Let us welcome you to the official website of Kishegyes settlement!
Kishegyes lies in the heart of Bacska, on the two sides of the river Krivaja, embraced by the Telecska hills, half-way between Újvidék/Novi Sad and Szabadka/Subotica. The number of its inhabitants reaches 5800, mostly of Hungarian nationality but Serbs and Gypsies live here as well.
The name of the village appears for the first time in history in 1462 when king Mátyás presented his mother, Erzsébet Szilágyi with several farmsteads around Szabadka, Hegyesthwrol being one of them. The majority of the ancestors of those living here today arrived in the spring of 1769 from Szentandrás in Békés county. Our church, erected in honor of St Anna was consecrated in 1788. During the resettlement, the village was built along the Krivaja (Bácsér); in the beginning 170 people lived here. On 14 July 1849 it was near the village that Richard Guyon defeated the outnumbering army of governor Jelasics, and thus fought the last victorious battle of the Hugarian War of Independence.
In the past, the agricultural estate, the metal-processing factory and the brickyard have been of major importance. Today our state enterprises are privatized. Many local entrepreneurs are managing their businesses well. Our village has a kindergarten, an elementary school, a library and a health centre. The careers of many writers, artists, actors, musicians and journalists have started in the village. Lajkó Félix and Rúzsa Magdolna have also started their careers in Kishegyes. The prime mover of the cultural life is the Petőfi Sándor Community Centre. The football, chess and women’s handball sections are currently active within the Egység (Unity) Sport Association. Our annual programmes are the Dombos Fest, the Anna-days and the Csépe memorial day. The Szó-beszéd, the newspaper of the local citizens is issued on a monthly bases. Our volunteer fire brigade has a 140-year-long past. Several non-governmental organizations function successfully in the village.

What you will do ::
- a) From the Kishegyes text, list the institutions that the village is said to have.
- b) According to the Kishegyes text, in what year was the church erected in honor of St Anna consecrated?
- c) Summarize the Kishegyes text in two sentences.
The lines after this text come from a separate source.

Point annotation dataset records
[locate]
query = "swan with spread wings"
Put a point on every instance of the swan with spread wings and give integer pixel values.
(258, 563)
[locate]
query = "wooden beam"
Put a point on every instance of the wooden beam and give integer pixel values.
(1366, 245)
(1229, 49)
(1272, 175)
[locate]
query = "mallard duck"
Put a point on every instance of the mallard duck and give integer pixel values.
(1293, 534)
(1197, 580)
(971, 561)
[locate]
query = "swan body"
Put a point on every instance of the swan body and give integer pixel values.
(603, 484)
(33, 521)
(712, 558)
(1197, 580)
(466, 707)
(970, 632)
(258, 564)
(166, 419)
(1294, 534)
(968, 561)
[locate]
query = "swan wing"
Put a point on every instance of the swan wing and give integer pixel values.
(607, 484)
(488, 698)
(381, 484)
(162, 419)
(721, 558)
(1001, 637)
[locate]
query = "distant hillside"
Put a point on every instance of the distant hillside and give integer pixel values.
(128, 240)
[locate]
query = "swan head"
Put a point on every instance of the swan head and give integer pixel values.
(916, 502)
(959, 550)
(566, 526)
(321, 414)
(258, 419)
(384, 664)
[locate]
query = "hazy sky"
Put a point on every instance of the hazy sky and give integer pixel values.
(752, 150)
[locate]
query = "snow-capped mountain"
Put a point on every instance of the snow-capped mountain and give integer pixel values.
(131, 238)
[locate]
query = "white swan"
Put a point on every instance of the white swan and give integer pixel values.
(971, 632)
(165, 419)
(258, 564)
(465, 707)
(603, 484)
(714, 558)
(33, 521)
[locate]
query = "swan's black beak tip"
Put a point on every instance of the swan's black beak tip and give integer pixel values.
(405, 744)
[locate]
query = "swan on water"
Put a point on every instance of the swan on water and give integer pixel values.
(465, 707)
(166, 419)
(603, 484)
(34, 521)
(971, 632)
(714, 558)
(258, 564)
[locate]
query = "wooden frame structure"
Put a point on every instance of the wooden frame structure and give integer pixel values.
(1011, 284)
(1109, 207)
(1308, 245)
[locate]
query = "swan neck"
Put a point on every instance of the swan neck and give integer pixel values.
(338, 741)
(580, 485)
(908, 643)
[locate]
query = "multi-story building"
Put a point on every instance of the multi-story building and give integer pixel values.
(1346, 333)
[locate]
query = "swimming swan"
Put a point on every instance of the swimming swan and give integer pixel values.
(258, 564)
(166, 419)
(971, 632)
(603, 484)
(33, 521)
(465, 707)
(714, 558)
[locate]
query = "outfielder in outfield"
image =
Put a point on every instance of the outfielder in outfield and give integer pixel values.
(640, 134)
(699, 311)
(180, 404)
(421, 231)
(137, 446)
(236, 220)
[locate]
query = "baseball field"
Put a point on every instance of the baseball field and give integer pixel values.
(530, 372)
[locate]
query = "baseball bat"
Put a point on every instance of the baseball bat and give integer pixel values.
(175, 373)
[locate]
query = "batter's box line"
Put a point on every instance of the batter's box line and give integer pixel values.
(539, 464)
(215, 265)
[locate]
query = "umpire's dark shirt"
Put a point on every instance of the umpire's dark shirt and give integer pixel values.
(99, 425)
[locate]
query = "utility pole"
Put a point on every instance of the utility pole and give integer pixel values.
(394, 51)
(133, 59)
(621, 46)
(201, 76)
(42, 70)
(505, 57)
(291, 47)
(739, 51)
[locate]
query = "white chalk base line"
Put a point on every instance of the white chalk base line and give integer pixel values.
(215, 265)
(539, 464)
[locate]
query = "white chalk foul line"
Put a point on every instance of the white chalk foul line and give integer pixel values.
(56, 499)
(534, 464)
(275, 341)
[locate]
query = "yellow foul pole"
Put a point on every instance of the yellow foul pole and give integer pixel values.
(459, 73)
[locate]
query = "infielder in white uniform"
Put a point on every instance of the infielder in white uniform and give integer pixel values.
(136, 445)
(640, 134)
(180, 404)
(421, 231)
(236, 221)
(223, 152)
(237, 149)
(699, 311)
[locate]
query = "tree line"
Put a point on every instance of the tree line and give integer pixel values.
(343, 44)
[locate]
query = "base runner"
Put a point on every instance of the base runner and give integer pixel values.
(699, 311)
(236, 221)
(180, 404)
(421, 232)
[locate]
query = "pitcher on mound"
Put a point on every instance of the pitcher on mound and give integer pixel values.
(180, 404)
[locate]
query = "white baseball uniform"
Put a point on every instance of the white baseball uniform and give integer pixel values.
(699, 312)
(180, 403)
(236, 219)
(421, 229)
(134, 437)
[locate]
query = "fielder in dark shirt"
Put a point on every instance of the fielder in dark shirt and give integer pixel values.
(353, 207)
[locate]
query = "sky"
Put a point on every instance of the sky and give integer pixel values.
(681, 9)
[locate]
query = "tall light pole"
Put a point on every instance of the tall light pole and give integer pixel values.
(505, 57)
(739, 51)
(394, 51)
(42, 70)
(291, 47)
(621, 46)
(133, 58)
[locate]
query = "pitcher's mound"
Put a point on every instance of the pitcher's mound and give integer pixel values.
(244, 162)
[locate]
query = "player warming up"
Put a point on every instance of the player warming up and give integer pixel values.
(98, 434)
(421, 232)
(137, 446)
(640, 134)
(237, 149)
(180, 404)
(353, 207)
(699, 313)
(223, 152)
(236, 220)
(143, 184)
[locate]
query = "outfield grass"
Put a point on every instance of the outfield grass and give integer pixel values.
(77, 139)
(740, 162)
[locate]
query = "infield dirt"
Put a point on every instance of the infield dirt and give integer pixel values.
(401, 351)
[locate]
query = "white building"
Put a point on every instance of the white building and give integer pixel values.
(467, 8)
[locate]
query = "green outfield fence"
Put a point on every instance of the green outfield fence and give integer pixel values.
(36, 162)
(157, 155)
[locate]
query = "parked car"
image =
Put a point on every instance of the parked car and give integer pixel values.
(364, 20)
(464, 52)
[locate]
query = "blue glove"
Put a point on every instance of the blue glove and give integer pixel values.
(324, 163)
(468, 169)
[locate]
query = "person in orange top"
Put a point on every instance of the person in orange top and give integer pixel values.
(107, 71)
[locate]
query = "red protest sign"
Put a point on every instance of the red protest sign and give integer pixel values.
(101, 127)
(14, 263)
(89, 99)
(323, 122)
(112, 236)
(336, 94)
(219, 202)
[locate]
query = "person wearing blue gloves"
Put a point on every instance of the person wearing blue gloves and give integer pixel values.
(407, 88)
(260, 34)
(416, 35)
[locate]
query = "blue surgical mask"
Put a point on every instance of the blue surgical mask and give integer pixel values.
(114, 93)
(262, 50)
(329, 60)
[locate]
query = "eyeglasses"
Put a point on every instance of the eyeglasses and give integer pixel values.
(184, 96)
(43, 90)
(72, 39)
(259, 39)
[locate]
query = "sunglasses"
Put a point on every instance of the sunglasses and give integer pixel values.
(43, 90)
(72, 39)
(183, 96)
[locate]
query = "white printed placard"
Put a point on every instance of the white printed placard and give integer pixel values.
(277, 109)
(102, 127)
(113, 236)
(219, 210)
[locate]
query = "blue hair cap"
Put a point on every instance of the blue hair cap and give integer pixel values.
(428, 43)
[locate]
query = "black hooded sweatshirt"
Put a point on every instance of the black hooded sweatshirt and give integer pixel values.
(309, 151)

Outputs by task ::
- a) A kindergarten, an elementary school, a library and a health centre.

- b) It was consecrated in 1788.

- c) Kishegyes is a village of about 5800 mostly Hungarian inhabitants in the heart of Bacska on the river Krivaja, first recorded in 1462 and resettled in 1769 from Szentandrás, and it was near the village that Richard Guyon won the last victorious battle of the Hungarian War of Independence in 1849. Today its former state enterprises are privatized, and it has a kindergarten, an elementary school, a library, a health centre, an active cultural and sports life, annual programmes, a monthly newspaper and a volunteer fire brigade.